Source records:
************

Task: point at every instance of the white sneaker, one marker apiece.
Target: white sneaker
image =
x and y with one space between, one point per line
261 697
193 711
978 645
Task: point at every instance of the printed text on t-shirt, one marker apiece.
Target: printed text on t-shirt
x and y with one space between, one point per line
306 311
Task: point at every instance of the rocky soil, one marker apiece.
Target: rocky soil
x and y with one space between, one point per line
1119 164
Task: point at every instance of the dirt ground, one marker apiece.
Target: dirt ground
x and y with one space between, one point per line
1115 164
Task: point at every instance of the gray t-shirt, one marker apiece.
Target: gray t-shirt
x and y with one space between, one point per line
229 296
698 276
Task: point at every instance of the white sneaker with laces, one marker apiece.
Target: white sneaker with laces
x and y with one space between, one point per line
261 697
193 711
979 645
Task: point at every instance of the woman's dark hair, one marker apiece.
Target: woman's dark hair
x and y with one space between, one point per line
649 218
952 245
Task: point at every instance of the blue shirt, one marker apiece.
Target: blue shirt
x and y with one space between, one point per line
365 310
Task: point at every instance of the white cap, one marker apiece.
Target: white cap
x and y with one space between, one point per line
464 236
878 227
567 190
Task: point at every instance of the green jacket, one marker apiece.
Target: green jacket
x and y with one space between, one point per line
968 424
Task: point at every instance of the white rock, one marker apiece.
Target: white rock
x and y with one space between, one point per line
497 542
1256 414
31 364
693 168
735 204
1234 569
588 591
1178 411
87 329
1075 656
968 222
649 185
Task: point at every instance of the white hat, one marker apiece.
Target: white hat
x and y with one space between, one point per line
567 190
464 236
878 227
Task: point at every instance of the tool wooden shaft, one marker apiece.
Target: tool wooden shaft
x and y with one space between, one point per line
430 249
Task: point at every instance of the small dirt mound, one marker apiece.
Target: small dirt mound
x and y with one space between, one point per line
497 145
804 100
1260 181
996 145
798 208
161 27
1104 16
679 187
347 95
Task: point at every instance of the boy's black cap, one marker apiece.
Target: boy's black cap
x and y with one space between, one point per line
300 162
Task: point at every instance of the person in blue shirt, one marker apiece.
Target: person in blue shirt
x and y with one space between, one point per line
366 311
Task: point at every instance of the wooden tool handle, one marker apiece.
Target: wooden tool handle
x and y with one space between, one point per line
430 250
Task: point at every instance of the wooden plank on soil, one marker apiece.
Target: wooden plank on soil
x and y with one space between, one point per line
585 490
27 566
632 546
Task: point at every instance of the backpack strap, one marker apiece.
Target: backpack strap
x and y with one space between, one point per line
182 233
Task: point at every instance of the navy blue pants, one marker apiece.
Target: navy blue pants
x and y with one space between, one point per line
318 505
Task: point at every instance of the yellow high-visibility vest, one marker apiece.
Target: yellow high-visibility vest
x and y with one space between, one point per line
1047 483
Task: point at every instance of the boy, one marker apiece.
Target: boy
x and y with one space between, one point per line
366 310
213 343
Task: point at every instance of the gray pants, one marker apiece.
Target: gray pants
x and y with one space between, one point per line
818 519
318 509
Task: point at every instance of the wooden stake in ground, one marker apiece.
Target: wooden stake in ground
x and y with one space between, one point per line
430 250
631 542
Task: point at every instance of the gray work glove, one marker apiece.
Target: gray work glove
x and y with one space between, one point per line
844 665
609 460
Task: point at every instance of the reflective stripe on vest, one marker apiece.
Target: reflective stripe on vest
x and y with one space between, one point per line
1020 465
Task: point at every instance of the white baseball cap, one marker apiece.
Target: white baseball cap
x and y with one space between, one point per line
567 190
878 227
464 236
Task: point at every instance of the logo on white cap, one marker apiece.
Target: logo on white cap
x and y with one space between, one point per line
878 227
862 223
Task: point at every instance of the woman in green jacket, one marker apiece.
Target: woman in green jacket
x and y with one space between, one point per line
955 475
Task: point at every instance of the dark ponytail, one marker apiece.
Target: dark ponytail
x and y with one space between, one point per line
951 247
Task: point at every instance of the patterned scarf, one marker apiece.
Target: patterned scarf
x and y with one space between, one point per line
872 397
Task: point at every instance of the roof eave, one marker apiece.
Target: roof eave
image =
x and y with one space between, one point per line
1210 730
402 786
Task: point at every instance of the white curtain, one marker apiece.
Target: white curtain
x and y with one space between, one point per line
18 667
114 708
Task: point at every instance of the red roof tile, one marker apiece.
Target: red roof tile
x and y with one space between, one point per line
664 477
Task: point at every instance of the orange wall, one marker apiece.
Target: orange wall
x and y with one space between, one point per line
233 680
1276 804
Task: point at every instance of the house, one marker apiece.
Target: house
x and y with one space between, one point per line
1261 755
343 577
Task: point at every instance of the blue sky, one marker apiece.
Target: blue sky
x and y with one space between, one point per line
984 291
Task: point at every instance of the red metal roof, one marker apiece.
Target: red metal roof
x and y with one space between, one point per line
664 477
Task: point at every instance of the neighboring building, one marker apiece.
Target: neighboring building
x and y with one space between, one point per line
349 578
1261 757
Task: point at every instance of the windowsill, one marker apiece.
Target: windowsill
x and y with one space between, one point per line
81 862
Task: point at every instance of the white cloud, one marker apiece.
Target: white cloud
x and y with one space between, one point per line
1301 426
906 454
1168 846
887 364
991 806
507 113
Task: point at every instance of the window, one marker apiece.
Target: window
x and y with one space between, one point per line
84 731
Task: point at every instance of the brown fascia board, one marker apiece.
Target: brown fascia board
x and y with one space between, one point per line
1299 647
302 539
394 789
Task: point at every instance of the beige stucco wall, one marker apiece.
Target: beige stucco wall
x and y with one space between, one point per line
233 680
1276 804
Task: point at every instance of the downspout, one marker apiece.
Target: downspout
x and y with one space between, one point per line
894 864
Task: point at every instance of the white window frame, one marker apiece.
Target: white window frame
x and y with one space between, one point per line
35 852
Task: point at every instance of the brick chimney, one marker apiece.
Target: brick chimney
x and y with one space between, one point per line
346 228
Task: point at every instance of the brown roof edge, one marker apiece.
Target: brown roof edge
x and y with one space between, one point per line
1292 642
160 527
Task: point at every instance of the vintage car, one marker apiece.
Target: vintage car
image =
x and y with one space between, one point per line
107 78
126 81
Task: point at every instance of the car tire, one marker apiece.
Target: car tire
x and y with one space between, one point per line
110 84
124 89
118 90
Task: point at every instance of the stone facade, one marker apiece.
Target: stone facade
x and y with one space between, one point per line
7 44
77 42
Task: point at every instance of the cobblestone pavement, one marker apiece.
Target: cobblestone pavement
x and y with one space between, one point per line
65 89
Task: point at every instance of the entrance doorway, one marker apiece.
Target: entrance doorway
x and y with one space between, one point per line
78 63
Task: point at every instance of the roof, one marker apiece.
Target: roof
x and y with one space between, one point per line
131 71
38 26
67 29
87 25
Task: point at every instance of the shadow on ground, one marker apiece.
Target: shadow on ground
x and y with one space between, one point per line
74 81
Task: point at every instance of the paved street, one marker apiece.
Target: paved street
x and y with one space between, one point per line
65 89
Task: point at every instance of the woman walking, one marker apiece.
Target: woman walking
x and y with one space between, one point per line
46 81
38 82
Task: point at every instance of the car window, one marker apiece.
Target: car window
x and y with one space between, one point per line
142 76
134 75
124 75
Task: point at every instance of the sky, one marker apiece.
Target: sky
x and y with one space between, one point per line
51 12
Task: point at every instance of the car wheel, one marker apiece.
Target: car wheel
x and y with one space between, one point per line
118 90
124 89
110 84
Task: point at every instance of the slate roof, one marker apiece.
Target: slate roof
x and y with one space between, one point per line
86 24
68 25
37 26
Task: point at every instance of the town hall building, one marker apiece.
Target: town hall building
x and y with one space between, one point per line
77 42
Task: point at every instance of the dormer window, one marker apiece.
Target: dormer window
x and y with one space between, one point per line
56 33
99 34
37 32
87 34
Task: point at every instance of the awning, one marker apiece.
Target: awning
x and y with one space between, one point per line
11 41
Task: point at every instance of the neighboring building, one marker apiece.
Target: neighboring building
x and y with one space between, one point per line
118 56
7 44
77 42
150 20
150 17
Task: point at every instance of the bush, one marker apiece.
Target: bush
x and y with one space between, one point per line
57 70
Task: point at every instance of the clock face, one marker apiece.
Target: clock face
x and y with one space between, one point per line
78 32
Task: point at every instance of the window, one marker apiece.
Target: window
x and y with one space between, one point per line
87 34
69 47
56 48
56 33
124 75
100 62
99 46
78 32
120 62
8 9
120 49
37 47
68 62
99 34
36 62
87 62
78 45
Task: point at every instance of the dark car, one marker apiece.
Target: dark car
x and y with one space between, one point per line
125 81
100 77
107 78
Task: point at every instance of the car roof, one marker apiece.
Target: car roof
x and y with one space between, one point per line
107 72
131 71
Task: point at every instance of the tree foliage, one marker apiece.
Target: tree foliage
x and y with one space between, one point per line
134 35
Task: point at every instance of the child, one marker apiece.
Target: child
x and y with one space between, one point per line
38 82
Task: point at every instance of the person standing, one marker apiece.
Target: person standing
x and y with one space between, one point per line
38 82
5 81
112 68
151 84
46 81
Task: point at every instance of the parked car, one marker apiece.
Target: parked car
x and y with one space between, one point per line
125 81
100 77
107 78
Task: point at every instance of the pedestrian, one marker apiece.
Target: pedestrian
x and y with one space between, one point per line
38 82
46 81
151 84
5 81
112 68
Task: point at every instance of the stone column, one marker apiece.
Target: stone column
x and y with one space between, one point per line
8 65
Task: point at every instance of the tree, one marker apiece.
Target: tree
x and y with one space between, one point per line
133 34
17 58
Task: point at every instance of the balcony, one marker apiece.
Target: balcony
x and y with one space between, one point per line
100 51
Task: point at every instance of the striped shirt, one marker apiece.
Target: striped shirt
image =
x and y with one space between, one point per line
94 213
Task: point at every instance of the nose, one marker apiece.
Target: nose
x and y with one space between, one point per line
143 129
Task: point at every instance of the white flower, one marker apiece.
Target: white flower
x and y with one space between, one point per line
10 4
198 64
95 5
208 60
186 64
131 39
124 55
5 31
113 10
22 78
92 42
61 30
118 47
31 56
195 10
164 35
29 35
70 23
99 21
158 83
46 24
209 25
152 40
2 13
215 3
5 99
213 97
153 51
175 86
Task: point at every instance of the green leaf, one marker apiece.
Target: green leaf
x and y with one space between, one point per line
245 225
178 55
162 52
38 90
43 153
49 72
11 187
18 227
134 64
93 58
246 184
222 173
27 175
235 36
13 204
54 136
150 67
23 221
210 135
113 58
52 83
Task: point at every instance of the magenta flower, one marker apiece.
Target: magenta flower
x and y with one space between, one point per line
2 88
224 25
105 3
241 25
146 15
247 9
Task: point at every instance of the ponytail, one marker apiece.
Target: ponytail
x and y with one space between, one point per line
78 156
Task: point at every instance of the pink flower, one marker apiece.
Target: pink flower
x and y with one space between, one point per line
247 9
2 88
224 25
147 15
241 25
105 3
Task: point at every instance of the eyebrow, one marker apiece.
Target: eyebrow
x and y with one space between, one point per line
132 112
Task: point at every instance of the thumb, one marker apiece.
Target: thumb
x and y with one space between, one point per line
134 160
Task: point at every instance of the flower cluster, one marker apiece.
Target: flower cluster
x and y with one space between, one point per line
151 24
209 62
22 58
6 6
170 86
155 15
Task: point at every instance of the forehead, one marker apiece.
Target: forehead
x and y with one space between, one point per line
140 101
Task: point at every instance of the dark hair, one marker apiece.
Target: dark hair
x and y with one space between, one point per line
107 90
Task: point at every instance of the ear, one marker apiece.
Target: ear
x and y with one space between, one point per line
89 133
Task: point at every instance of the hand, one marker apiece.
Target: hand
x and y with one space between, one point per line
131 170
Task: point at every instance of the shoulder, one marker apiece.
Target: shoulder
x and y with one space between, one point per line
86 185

************

WHAT IS REQUIRED: Reproduce the records above exactly, starting at the line that contains "Task: point at every instance of the flower" and ending at the last line of the records.

REPLY TO THE EXERCISE:
Task: point at every instance of the flower cluster, one marker apiece.
Target: flower cluster
x and y with one space between, one point per line
151 24
209 62
22 58
6 6
170 86
155 15
Task: point at every instance of the forehead, one marker apiece.
Target: forehead
x and y with one space between, one point per line
140 101
Task: point at every instance of the dark hair, one marker apiece.
Target: dark hair
x and y with one space between, one point per line
107 90
Task: point at every instance of the ear, one marker apiece.
Target: ear
x and y with one space between, one point per line
89 133
Task: point at every instance of the hand, one marker apiece.
Target: hand
x and y with one space between, one point per line
131 170
Task: point at every instance of the shoulder, one marker apiece.
Target: shoulder
x and y with one space between, one point per line
86 185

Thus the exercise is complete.